━━ Supplied records ━━

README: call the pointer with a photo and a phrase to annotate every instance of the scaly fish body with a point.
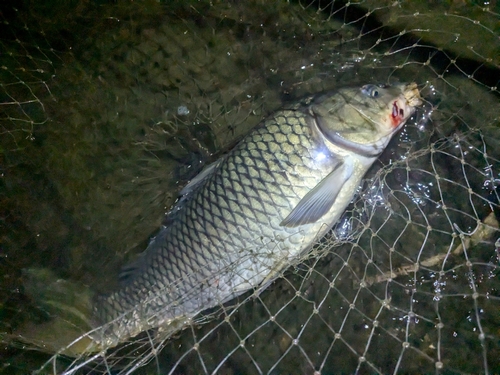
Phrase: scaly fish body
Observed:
(253, 212)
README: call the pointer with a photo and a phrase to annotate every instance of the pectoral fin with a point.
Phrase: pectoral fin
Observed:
(319, 200)
(200, 178)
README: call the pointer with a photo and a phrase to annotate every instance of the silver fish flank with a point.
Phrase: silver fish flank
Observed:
(249, 215)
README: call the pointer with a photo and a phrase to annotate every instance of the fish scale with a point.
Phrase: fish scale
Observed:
(226, 234)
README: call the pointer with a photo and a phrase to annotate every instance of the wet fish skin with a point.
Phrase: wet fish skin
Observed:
(257, 209)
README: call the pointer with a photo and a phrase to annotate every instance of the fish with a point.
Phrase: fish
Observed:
(249, 215)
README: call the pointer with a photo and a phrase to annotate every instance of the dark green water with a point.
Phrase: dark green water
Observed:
(108, 109)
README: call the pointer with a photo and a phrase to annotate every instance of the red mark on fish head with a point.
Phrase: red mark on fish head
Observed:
(397, 115)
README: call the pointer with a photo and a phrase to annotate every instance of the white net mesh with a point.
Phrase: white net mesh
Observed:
(107, 109)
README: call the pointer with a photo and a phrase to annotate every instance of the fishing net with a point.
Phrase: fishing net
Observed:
(108, 109)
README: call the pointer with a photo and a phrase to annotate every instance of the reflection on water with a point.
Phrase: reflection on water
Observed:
(108, 112)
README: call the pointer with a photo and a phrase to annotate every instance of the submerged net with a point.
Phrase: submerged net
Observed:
(106, 110)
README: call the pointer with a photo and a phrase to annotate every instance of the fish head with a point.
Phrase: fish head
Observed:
(364, 119)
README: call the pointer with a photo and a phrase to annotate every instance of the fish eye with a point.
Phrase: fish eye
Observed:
(370, 91)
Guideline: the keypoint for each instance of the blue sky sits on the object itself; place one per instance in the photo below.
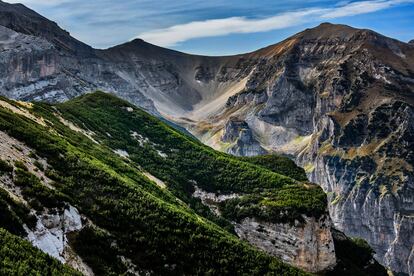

━━━

> **Exercise instructions**:
Return every line of the entries above that contains the word "fishing", matching case exactly.

> **The reply**:
README: call the pointer with a photo and a phrase to annotate every instance of the fishing net with a point.
Phrase: fishing net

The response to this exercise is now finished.